GOAL OF THE EXERCISE:
Print the records exactly as they are written.

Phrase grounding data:
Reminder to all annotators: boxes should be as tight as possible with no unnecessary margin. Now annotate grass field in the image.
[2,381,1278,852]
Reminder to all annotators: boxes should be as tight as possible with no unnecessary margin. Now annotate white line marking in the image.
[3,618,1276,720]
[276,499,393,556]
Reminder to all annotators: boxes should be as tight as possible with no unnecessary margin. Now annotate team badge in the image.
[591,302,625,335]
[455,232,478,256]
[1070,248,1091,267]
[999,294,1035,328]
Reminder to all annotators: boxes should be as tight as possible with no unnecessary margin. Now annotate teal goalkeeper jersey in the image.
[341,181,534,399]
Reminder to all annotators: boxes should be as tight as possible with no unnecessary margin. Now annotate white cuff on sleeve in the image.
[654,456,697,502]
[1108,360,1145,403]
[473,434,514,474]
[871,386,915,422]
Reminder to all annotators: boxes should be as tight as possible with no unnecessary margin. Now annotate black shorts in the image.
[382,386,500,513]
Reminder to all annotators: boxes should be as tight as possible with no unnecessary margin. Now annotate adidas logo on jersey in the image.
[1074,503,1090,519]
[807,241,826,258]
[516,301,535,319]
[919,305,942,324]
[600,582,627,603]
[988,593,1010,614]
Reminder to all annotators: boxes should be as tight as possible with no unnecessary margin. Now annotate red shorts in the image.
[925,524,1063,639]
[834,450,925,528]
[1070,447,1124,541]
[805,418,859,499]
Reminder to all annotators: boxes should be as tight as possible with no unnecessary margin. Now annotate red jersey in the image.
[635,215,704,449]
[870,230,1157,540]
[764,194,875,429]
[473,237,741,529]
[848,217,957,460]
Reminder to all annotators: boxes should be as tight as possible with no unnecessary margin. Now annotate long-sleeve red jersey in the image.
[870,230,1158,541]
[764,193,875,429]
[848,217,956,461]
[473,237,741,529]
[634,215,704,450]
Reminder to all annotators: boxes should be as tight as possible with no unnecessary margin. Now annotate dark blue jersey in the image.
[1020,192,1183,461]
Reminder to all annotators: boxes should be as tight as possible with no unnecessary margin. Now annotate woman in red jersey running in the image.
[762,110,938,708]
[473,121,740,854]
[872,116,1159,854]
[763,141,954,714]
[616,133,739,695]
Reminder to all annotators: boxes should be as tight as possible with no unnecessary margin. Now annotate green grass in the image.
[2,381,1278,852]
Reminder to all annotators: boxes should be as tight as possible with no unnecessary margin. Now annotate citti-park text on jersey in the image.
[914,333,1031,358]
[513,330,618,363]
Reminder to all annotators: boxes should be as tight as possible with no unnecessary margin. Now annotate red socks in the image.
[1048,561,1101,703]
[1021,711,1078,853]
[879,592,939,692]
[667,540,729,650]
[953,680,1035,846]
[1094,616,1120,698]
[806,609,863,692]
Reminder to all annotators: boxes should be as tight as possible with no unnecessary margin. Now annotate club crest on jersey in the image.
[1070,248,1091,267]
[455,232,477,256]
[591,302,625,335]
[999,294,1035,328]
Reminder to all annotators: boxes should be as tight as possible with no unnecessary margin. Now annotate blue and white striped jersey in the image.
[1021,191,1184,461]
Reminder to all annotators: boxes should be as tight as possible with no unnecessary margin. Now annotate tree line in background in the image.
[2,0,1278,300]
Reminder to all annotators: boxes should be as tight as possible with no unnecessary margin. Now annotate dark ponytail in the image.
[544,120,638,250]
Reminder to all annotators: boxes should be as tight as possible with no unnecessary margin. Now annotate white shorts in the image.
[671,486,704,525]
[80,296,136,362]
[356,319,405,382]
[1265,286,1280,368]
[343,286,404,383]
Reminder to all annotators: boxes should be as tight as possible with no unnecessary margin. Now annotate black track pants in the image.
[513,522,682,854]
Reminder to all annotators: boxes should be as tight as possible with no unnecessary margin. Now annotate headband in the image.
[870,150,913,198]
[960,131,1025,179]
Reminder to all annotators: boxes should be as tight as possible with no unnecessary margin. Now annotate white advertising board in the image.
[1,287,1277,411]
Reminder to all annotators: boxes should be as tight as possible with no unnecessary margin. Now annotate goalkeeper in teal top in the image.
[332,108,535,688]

ANSWER TO THIS EXERCISE:
Reminder to all annotators: boxes should be as tight as possible with no unnecessary margin. Now annotate grass field in the image.
[2,381,1278,852]
Reminder to all annotators: boxes should be as tight as possible with no unnecessary margin. Now annotate white line marking in the image.
[3,618,1276,720]
[276,499,393,556]
Reminder to all annotators: boxes should be as tight as possible with no unnecessary margin. Now annotate team badge in the image.
[591,302,625,335]
[455,232,478,256]
[1070,248,1091,267]
[999,294,1035,328]
Reminder to all annotators: boxes should be as tight as possible with no unnecessary margin. Now annotate teal goalkeeper jersey in the image.
[341,181,534,399]
Reminder to all annotators: boxes should be as tight as possible with no unnecessary margin. Now annotate white cuff on sleeve in the image.
[654,456,697,502]
[1108,360,1145,403]
[473,434,514,474]
[871,386,915,422]
Reminder to all annotators: boxes should be as tight as possible with no unnecessary margin. Now annotate black shorts in the image.
[382,386,500,513]
Reminder to all annotators: boxes should be as tight as possible with no unnecessary margin. Now annotate adidas logo on jersey in the image.
[1074,503,1090,519]
[807,241,826,258]
[516,301,535,319]
[919,305,942,324]
[600,582,627,603]
[988,593,1010,614]
Reminder to all annotators: boxes should be as tight as possible with no unnecessary margin. Now annotate red shorts in the image.
[925,524,1063,639]
[834,450,925,528]
[1070,447,1124,541]
[805,418,859,499]
Reminder to all annotators: boxes should be as tight as possible with no unnecessary margin. Now annotate red jersey in the image.
[635,215,704,449]
[870,230,1157,540]
[764,194,875,429]
[473,237,741,529]
[848,217,957,460]
Reminder to all annotators: boxes should be as tight as possible with no unnecessary margin. Now annotate long-sleeve red jersey in the image.
[870,230,1158,541]
[764,193,875,429]
[848,217,956,461]
[473,237,741,529]
[634,215,704,450]
Reminder to all annotators: boxes should be as tight as possible with no unnecessary margin. Now annotate dark blue jersey in the image.
[1020,192,1183,461]
Reminder to all annotators: boxes should be as tight as possible with no unnecessary margin. Now annotate woman in red jersey running in the image.
[762,110,938,708]
[473,121,740,854]
[872,116,1159,854]
[763,141,954,714]
[616,133,739,695]
Reminder to all annotators: boxes should be as tight as possible with no unnecessary margin. Now annotate green grass in the image.
[2,381,1278,852]
Reminder to all annotators: boxes should be as tight as possible with no unnecessary margin. Now annotate citti-park text on jersey in the image.
[914,333,1031,358]
[513,330,618,363]
Reminder to all annotators: boxes should be as tight as possible with no unnecessary margin. Now annotate red socks in the image.
[1048,561,1101,703]
[1021,711,1078,853]
[879,592,939,692]
[667,540,729,650]
[953,680,1035,846]
[1094,616,1120,698]
[806,609,863,692]
Reminder to all annotators: boxes should be as tight as possible with no unnecessary margin. Now annotate club crest on jersey in the image.
[1070,248,1091,267]
[455,232,477,256]
[591,302,625,335]
[999,294,1035,328]
Reminder to all annotators: boxes should be as tight as possible with no unnecessary margin. Now annotate blue and white striped jersey in the image.
[1021,191,1184,461]
Reminder to all annotators: boxes should be as tight as possible with no unnecessary margin. Now annotate tree line in background in the image.
[2,0,1278,300]
Reminder to all annotators: boxes should be as tight as possible with no unnecessary margin. Now annotate dark ponytail in the image.
[544,120,638,250]
Reminder to all annotators: boxes should be as tight as possible with no unnecessary margin. Now annotate white shorts in the image.
[671,486,704,525]
[80,296,136,362]
[356,319,405,382]
[1265,286,1280,368]
[343,286,404,383]
Reminder to all annotators: boxes should be as tight as possible with no unnecessary margin. Now annotate black track pants in the image.
[513,522,682,854]
Reminder to all annotators: boxes should be as tight as possible with no unnecessary margin. Now annotate headband in the image.
[870,150,913,198]
[960,131,1025,179]
Reminder to all annotators: boxes should be as tight as possible with no unnecessary margin. Now annotate white advertising board in the image.
[1,287,1277,411]
Reminder to all annotators: boxes should be as tight as possible with no unnecessary margin. Now annotate goalkeeper in teal top in the image.
[332,108,535,688]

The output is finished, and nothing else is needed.